━━━━━ Extracted data ━━━━━

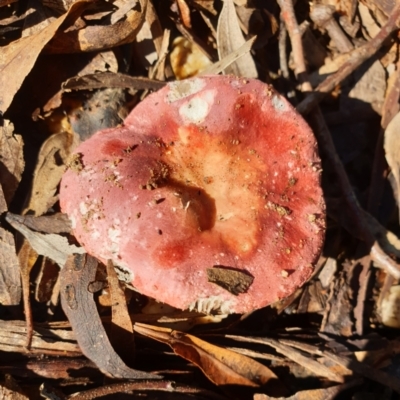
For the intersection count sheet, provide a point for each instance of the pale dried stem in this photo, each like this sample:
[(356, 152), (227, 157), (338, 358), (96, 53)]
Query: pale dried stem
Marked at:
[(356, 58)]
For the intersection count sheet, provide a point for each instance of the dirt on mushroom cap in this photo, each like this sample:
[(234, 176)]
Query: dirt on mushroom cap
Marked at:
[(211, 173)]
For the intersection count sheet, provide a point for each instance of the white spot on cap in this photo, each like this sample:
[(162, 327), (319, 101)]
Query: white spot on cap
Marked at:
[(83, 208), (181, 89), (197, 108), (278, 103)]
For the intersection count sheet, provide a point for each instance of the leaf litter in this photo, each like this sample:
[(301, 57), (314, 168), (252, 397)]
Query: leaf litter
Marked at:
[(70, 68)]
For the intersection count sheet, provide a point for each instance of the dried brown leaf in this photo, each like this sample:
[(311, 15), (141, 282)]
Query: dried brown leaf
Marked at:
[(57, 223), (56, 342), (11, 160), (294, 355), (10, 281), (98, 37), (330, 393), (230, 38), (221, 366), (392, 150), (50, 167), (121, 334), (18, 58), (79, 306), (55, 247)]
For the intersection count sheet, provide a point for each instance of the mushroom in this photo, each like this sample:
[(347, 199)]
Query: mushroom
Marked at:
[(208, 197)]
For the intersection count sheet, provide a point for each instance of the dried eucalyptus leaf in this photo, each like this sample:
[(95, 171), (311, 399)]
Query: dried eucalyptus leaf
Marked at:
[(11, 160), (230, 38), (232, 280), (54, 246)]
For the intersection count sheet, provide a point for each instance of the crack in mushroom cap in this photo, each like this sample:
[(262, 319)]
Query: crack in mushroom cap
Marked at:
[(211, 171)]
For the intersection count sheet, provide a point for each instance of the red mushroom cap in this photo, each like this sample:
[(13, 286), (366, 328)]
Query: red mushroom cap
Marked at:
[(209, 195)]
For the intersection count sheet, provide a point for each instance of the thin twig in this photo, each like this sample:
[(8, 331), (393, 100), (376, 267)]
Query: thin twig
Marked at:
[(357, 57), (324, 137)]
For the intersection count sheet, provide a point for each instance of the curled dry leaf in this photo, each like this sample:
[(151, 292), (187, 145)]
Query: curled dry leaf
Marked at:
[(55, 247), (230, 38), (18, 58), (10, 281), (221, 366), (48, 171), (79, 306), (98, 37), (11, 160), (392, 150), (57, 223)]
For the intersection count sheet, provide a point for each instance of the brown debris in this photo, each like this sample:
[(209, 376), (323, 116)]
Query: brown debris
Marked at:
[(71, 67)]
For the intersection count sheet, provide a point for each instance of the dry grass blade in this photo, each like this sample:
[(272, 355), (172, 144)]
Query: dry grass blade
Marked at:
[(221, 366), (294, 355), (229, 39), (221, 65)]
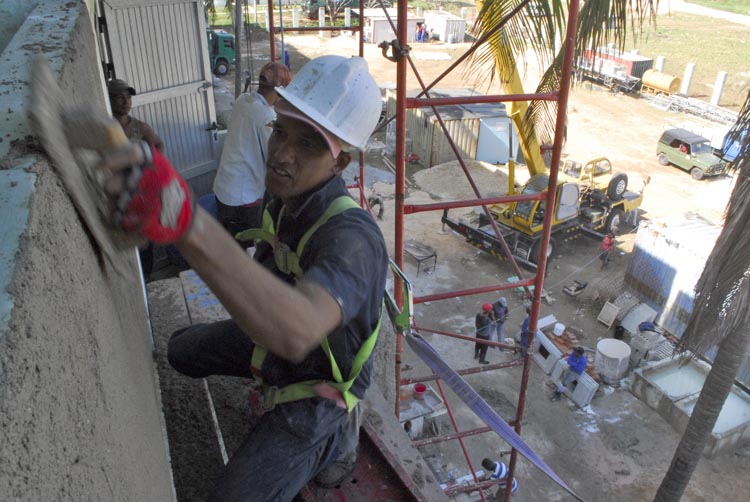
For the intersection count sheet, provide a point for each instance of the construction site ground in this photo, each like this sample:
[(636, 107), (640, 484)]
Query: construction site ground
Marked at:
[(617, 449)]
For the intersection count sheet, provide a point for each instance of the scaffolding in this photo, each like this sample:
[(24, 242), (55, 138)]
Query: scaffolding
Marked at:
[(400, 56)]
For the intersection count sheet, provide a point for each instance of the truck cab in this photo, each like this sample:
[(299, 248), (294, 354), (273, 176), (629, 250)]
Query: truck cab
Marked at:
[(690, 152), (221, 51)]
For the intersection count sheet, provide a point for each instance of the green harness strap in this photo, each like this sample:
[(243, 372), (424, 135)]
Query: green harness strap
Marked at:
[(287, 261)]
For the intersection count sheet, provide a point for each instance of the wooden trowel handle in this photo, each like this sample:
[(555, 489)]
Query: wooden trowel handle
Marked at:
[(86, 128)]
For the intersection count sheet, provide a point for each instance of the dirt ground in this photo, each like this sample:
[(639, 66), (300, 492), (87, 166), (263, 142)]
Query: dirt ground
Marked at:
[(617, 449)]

━━━━━

What is being asked:
Rename "intersection count sheet" to "crossing tally sheet" everywhere in the data above, then write out all of the data again with nothing else changed and the pictures omitted.

Response to the task:
For the crossing tally sheet, provide a point for each instance of the pale dried stem in this photo, each like this sample:
[(356, 152), (227, 157), (338, 358), (96, 53)]
Query: pale dried stem
Marked at:
[(356, 58)]
For the crossing tally sheet, provide a point for each instance of the dirt on mushroom cap in this photo, each like this sample:
[(234, 176)]
Query: dirt on mushroom cap
Marked at:
[(211, 173)]
For the crossing tally sheet, provide a point for each instance of the white spot on cap in this photo, each like this sample:
[(162, 327), (319, 101)]
Query: white spot on cap
Marked at:
[(83, 208), (181, 89), (197, 108), (278, 103)]
For the crossing tally sheet, provide a point for each instance of the leaf litter in this photo, each like this sample:
[(301, 57), (314, 168), (252, 397)]
Query: leaf litter
Marked at:
[(70, 68)]
For the crossing tally sheet, provide a point for each instance of the dried brown leaf in this photo, each like this sample:
[(311, 15), (141, 282)]
Query: dried brown leaf
Marked at:
[(57, 223), (56, 342), (11, 160), (294, 355), (10, 281), (98, 37), (330, 393), (230, 38), (221, 366), (392, 150), (50, 167), (121, 334), (18, 58), (79, 306), (55, 247)]
For the crossing tally sheet, provide a point for each instance of the mushroom in this photo, each like this sample:
[(347, 199)]
Query: mushroom
Marked at:
[(208, 197)]
For the crossing tally sheet, provide a point for each instance of the dried eucalyptus leaf in this photo, each like this sample:
[(95, 171), (311, 399)]
Query: dried eucalyptus leaf
Marked at:
[(11, 160), (230, 38), (232, 280), (54, 246)]
For the crossing tally sheet, provide a point for each instance of the crack in mushroom cap in this photo, each like this sample:
[(262, 319)]
Query: crack in mushroom cap
Marked at:
[(211, 171)]
For the crossing tally sheet, provide a point for each instance of the red mushroom cap in this photo, each like this sample:
[(13, 286), (366, 328)]
Query: red mushroom cap
Marked at:
[(209, 195)]
For the crossing tally sheet, provide a point for each instance of the thin twig in this photo, each like this sample:
[(8, 331), (393, 100), (376, 267)]
Query: thin twig
Marked at:
[(357, 57), (324, 137)]
For the crossing tally sheet, provide a point for each instance of the curled dry leaf in this photo, each like this sample:
[(151, 292), (187, 145)]
Query: curled dry leaf
Marked at:
[(55, 247), (230, 38), (18, 58), (10, 281), (221, 366), (48, 171), (79, 306), (98, 37), (11, 160), (392, 150), (57, 223)]
For the crossing tally sheet, provide a point for each instance of the brown debris in this photo, each like this sample:
[(209, 376), (323, 116)]
Query: brown debris
Marked at:
[(71, 67)]
For the crossing tally sheet, provide a point for each instance of the dry grass blade in this photo, each like this sample:
[(272, 355), (172, 144)]
Query: dry grass blade
Marked at:
[(221, 366), (294, 355), (229, 39), (221, 65)]
For the crossing tally sheet, provide a point for each instance of the construction site ground in this photo, each like this sample:
[(636, 107), (640, 484)]
Query: construction site ground
Marked at:
[(617, 449)]
For the crossing tally sheet, provide a point for each instance of the scaffolding in this photo, each like this sample:
[(24, 242), (55, 138)]
Query: scaffolding
Marked at:
[(400, 56)]
For the crossing tally sheet, provide a point for each instance of the truck cab in this photo, each like this sample:
[(299, 248), (294, 354), (273, 176), (629, 250)]
Query: truck cab
Marked at:
[(690, 152), (221, 51)]
For the crossing tally sheet, provide a point for each instance of the green harness strap in this photo, each like this sample:
[(243, 372), (424, 135)]
Query: green harness strap
Marked at:
[(287, 261)]
For the crossing tally sheet, provide a point for each instance of the wooden trowel handle in this photo, each like this sample:
[(555, 489)]
Query: wooden trowel handle
Marked at:
[(86, 128)]
For the crossing tally sheet, provide a point for each instance of the dirt ground in this photo, each like this sample:
[(639, 66), (300, 492), (87, 166), (263, 142)]
Query: dirt ground
Marked at:
[(617, 449)]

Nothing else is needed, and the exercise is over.